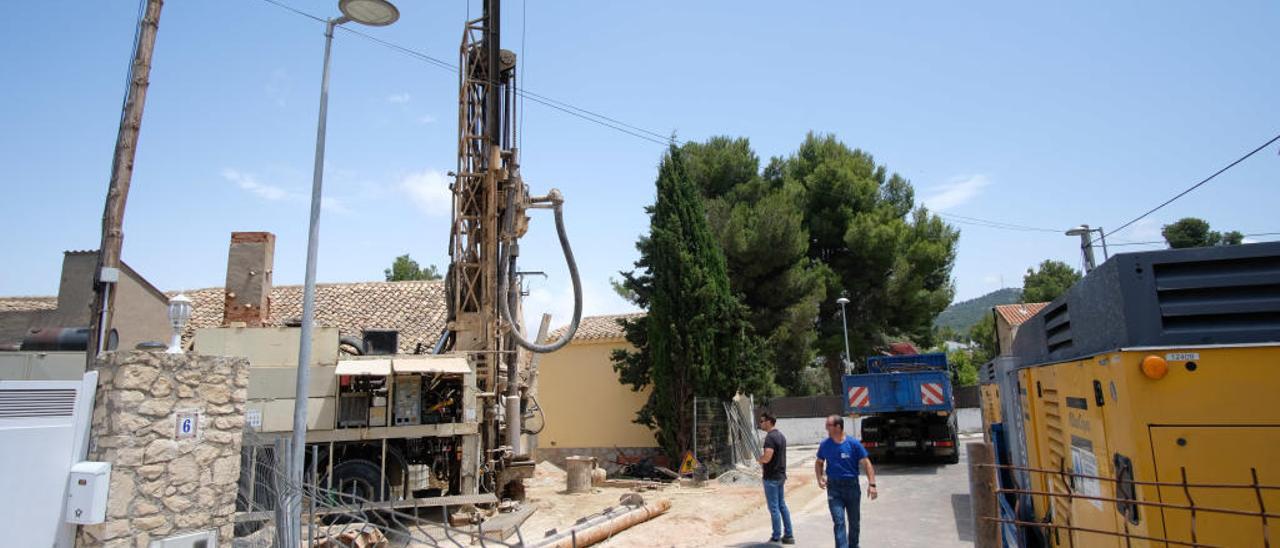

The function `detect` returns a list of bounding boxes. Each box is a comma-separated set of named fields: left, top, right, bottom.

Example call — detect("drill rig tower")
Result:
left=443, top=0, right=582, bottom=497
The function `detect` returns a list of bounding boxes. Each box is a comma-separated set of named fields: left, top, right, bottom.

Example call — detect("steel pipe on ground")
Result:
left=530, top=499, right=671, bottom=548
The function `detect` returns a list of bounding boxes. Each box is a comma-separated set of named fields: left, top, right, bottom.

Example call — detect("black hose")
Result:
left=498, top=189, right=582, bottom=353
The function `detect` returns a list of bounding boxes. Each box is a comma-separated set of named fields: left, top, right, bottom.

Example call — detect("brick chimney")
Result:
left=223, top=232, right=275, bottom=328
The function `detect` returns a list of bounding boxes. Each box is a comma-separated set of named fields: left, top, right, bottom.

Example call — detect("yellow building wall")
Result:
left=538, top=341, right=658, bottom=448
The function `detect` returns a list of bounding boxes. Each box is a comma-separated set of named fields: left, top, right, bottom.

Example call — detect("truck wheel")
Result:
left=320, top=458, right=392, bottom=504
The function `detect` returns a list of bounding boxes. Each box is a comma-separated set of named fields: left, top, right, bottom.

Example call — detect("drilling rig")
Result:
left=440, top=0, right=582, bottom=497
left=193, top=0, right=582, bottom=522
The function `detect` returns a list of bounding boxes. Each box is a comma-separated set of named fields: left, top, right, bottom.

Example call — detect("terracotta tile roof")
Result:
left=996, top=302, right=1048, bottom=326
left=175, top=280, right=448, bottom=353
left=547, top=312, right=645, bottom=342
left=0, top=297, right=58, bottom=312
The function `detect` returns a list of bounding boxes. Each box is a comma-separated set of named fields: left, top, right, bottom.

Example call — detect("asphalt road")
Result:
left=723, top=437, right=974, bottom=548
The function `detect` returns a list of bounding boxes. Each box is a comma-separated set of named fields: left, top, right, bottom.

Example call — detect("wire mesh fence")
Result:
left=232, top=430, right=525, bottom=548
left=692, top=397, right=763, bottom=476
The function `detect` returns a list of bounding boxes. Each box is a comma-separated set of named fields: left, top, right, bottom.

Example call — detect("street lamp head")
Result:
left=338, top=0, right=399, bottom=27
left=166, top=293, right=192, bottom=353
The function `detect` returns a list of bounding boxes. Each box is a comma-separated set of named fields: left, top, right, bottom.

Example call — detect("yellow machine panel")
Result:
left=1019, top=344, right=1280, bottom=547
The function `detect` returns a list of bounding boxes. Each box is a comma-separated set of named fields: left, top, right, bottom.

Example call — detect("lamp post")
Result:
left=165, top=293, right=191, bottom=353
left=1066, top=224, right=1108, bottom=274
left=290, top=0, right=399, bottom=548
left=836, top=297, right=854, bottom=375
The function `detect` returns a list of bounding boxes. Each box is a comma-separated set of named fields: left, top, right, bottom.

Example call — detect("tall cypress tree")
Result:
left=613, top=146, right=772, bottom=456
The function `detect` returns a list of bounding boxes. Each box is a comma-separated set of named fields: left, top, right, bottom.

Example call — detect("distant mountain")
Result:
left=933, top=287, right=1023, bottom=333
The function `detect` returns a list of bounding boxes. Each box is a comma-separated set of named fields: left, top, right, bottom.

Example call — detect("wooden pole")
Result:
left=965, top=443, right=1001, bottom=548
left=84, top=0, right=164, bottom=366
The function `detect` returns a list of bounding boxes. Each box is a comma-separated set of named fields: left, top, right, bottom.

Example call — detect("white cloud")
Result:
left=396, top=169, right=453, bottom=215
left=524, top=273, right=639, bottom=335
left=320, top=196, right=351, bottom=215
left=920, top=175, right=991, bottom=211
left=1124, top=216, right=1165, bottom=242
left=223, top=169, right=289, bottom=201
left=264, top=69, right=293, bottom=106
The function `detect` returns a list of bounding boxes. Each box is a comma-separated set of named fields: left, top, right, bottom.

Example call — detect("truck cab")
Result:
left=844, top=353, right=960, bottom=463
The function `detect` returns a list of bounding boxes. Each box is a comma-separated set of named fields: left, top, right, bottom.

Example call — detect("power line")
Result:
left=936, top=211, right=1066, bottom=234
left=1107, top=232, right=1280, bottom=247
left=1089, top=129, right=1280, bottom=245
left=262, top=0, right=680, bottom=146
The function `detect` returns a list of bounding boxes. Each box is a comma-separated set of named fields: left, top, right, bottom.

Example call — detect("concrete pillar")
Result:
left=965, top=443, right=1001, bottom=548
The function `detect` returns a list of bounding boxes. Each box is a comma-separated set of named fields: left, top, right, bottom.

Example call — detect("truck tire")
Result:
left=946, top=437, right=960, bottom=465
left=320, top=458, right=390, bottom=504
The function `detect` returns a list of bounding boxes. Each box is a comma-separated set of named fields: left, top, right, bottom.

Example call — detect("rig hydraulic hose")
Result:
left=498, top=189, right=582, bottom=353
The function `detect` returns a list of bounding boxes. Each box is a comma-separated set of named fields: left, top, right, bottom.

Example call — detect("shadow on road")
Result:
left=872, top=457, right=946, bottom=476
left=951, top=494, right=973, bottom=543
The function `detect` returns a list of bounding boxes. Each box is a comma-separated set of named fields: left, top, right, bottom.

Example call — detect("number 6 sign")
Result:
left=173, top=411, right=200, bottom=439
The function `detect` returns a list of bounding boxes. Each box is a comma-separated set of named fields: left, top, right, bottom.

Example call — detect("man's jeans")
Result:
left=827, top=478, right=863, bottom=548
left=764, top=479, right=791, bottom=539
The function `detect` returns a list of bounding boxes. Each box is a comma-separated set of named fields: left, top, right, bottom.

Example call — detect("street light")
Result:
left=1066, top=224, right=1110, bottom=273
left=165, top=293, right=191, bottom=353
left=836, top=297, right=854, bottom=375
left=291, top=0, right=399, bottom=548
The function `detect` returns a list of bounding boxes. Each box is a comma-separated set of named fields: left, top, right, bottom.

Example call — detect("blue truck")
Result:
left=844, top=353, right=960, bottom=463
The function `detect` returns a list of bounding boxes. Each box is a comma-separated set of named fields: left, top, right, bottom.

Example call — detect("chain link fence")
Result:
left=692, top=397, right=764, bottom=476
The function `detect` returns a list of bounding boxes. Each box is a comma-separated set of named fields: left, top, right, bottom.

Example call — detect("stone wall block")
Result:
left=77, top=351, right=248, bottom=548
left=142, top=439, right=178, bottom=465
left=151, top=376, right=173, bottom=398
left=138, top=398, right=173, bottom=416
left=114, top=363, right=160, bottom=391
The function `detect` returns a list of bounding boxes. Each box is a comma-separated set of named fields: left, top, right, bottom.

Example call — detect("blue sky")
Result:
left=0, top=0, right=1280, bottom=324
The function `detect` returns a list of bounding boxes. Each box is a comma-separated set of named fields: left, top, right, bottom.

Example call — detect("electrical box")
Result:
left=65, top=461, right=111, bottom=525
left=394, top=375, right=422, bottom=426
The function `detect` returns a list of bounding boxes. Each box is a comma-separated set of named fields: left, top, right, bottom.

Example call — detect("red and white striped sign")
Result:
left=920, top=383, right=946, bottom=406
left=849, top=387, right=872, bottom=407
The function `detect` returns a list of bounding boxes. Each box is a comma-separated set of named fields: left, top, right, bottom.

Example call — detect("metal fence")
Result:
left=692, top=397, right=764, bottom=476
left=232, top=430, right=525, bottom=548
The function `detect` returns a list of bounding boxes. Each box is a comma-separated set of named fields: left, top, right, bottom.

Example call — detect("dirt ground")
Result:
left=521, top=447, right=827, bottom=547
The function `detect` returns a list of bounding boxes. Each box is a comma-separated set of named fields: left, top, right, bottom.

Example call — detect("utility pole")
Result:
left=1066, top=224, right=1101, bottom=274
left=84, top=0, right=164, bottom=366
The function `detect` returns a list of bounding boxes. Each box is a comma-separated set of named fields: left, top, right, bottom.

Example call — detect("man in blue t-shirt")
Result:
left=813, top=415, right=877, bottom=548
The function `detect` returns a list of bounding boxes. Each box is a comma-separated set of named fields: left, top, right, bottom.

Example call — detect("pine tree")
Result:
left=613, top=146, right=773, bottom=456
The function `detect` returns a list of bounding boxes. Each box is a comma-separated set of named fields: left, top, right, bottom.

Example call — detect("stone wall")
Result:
---
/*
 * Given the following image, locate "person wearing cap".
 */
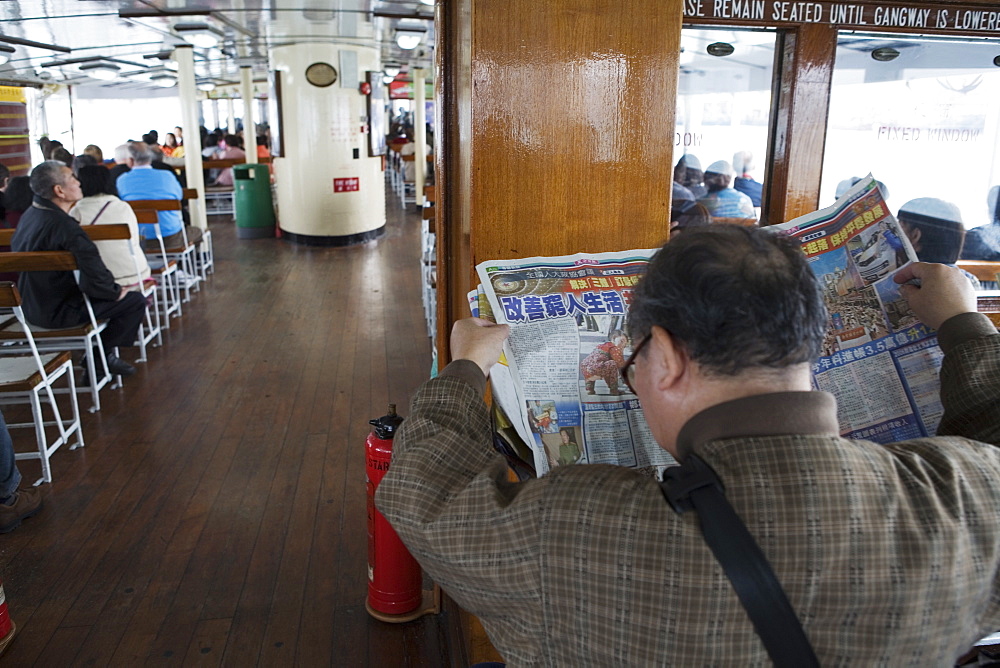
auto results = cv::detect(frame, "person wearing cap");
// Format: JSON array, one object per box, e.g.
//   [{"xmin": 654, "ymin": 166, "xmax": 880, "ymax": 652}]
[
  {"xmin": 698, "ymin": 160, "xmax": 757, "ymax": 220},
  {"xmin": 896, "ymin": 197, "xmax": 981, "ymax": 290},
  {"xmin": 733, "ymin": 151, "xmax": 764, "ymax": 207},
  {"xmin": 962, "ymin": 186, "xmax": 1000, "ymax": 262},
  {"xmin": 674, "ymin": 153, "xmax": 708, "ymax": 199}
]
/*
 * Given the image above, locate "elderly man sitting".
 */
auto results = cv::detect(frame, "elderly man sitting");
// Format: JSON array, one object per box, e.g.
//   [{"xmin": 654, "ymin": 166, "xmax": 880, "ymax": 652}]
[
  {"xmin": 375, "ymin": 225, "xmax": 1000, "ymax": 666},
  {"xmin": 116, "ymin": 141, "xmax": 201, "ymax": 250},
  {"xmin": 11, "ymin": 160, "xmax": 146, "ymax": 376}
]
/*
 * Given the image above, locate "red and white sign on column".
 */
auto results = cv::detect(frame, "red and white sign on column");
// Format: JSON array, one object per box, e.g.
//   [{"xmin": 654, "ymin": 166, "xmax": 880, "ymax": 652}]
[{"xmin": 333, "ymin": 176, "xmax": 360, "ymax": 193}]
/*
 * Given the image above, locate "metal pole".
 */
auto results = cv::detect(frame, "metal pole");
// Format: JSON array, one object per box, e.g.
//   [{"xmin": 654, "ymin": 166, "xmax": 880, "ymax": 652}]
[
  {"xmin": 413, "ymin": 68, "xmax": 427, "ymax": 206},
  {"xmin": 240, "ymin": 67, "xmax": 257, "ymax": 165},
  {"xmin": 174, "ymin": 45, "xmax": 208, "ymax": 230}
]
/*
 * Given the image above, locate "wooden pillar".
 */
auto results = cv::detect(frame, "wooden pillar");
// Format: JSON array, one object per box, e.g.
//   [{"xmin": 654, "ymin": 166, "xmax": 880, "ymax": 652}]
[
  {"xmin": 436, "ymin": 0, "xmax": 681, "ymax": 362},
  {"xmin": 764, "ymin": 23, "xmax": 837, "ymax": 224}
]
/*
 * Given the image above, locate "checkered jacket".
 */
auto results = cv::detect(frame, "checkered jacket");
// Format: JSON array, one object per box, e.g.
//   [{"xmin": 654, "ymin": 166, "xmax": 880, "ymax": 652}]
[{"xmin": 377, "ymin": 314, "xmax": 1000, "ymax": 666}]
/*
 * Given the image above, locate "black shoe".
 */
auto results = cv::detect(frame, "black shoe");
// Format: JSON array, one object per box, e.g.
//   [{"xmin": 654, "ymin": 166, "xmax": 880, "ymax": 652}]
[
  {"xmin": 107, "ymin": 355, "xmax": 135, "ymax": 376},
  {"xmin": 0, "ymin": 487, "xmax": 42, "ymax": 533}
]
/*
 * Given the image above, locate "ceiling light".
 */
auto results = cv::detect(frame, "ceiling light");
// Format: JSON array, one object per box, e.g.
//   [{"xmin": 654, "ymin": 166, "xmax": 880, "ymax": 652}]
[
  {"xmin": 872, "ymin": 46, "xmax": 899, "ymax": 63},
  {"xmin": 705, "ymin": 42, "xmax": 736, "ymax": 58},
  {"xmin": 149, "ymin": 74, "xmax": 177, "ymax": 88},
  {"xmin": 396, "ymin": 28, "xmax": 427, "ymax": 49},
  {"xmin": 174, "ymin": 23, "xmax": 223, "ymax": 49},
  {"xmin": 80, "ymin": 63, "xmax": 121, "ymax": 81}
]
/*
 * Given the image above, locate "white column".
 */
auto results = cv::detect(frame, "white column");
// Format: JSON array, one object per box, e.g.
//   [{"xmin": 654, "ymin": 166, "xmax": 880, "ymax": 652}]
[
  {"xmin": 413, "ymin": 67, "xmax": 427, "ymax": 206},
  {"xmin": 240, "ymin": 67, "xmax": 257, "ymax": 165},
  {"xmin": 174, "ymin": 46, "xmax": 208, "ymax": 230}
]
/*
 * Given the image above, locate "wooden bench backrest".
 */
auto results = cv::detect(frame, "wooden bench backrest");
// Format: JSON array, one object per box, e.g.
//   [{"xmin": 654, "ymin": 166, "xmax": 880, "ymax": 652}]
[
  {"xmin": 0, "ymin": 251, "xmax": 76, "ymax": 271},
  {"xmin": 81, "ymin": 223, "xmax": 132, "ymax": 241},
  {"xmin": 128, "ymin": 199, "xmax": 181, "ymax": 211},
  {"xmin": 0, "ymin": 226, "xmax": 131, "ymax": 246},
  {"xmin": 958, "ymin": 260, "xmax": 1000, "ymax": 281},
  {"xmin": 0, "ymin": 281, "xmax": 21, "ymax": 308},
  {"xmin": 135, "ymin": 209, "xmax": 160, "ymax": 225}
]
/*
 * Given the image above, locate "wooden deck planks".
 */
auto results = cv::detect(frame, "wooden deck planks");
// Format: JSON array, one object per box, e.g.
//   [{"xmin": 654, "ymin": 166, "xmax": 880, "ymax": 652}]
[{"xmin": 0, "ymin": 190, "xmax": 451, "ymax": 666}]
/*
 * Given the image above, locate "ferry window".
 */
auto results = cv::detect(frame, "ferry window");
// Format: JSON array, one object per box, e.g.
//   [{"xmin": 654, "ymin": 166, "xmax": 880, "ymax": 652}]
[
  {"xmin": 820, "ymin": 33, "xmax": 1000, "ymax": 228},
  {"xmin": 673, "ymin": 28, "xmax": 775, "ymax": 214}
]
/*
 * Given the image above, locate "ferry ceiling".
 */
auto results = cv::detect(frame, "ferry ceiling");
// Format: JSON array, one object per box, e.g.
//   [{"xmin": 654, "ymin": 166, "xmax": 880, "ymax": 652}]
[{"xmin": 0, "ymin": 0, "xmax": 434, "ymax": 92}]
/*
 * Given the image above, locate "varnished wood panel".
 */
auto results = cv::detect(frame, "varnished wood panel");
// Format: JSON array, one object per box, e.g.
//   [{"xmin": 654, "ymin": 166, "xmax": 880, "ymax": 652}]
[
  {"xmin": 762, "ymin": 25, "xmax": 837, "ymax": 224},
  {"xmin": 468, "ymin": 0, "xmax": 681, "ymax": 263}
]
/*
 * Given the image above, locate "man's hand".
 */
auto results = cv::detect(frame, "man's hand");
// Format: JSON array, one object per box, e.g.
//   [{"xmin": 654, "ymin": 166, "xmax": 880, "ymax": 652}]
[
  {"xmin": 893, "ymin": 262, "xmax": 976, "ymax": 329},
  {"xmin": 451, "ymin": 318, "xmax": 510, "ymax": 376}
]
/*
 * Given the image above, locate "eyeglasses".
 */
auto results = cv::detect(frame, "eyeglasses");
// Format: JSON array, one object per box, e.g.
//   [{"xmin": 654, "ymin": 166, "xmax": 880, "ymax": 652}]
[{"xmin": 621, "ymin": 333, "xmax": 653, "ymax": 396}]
* * *
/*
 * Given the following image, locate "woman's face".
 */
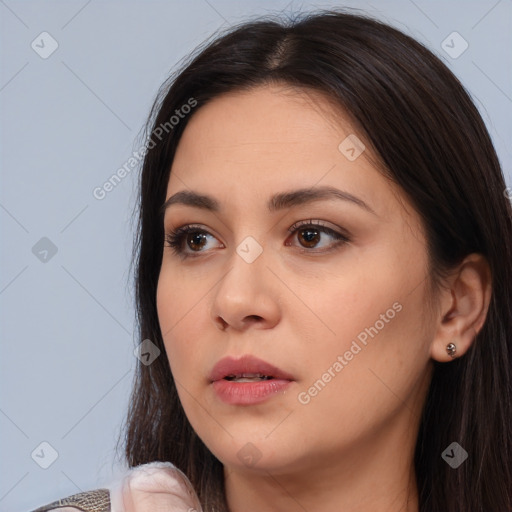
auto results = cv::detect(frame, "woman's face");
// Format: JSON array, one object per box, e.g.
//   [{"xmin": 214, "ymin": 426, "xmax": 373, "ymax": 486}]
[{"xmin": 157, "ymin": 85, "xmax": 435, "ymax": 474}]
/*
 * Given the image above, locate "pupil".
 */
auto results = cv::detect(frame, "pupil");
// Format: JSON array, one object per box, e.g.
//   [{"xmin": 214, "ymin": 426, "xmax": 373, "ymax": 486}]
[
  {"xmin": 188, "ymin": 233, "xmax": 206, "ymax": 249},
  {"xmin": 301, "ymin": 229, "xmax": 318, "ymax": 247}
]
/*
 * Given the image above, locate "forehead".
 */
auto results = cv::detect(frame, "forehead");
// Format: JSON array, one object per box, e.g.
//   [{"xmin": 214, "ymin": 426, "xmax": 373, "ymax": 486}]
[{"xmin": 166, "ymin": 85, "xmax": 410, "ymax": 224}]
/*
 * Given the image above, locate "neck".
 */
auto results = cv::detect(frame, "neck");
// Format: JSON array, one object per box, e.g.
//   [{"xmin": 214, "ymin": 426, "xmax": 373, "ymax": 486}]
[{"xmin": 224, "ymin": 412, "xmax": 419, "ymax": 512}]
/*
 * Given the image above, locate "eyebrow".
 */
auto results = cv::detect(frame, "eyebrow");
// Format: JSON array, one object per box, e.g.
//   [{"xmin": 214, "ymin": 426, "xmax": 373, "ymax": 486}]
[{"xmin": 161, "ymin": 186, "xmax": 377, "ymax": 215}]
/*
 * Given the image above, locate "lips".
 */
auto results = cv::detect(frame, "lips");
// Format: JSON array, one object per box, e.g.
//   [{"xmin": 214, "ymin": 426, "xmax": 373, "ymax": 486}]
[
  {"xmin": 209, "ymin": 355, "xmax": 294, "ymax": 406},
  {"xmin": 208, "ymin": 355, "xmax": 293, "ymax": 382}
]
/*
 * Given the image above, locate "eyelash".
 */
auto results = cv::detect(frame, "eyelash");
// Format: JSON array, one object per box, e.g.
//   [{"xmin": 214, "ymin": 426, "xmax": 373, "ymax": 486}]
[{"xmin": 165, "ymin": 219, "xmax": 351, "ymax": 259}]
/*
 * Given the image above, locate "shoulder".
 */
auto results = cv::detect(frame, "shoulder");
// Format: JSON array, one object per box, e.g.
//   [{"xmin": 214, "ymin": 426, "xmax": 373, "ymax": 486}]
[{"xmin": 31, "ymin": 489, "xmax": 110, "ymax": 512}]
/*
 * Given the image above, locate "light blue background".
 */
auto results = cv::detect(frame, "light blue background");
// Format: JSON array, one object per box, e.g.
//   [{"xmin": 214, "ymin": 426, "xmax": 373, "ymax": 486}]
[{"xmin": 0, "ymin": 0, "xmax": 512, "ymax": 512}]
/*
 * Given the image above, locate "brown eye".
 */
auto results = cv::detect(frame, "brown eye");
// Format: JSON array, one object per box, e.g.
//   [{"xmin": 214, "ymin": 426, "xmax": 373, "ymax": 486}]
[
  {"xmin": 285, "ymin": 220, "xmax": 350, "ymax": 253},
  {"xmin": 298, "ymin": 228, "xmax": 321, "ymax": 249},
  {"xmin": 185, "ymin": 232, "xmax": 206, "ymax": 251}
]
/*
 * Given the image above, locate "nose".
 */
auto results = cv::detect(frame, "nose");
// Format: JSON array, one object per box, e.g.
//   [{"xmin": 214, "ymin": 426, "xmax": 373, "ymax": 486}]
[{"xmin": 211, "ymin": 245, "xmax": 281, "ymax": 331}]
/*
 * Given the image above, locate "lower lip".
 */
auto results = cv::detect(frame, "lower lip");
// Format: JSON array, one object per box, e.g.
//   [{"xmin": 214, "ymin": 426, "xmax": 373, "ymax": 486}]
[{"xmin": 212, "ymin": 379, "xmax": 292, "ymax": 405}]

### EXERCISE INSTRUCTIONS
Tally the lines of the records that contain the string "wooden", matching case exactly, and give only the number.

### CORRECT OUTPUT
7